Required work ▸
Select every line of the records below that contains the word "facade", and copy each such line.
#### Records for processing ####
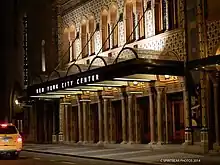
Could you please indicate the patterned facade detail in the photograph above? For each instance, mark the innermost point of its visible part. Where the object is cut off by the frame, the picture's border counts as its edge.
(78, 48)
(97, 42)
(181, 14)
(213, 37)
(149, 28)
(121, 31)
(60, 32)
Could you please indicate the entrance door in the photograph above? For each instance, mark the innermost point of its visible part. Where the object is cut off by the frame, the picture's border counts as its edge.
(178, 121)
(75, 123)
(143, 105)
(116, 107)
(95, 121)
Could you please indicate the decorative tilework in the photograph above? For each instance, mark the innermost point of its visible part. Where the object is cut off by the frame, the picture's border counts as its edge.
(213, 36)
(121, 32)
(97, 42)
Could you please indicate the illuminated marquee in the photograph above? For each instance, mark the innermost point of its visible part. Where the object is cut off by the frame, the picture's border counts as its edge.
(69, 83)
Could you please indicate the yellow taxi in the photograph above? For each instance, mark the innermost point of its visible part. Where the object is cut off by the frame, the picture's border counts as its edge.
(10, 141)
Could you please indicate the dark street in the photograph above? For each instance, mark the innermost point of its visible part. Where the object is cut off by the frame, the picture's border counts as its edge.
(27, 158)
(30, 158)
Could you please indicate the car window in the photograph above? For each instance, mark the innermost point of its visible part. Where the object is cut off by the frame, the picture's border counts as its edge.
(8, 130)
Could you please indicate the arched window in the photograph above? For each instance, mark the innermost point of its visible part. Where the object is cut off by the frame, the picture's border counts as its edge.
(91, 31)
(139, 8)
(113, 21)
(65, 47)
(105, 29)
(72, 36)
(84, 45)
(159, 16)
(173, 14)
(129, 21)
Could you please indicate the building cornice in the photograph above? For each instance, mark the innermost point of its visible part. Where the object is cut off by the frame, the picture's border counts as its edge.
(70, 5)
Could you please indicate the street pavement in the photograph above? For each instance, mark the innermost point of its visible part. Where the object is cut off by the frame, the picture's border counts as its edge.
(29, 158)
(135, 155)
####
#### Records for processing ####
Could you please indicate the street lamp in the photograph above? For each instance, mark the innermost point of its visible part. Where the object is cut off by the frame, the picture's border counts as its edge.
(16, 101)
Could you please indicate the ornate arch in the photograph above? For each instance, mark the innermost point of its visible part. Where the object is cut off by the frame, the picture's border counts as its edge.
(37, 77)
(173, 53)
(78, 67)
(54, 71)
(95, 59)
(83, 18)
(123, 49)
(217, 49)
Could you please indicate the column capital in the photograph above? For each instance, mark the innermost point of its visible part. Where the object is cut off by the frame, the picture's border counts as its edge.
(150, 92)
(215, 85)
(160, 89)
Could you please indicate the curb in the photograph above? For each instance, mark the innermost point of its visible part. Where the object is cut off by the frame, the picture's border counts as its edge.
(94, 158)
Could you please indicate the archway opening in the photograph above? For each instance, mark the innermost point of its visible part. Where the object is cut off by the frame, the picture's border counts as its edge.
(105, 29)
####
#### Records for processing ####
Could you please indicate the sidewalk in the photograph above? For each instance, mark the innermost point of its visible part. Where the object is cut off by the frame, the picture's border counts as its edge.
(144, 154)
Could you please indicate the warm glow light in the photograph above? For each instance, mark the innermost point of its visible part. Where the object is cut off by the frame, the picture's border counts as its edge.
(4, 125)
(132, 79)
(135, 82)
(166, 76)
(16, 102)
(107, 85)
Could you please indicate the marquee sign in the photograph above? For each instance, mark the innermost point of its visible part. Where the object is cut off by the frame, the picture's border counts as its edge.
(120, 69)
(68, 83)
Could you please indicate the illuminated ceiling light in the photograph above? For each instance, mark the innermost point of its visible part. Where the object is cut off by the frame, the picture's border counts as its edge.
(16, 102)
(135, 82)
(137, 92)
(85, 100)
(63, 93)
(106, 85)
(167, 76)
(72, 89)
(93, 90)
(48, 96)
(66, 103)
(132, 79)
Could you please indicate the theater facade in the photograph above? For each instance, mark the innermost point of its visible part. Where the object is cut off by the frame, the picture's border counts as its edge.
####
Expected answer ▸
Could you please indicate the patterned facade detail in the photograph above? For each instance, mark the innermost point of its visible part. Where the object is cut off by the frame, the picture's border counts as its edge.
Could you please indicate the theater facade in the photograph above? For each instance, mark the innermost point of its visible part. Where the object is cut off by the frame, the picture's border counts as its edge.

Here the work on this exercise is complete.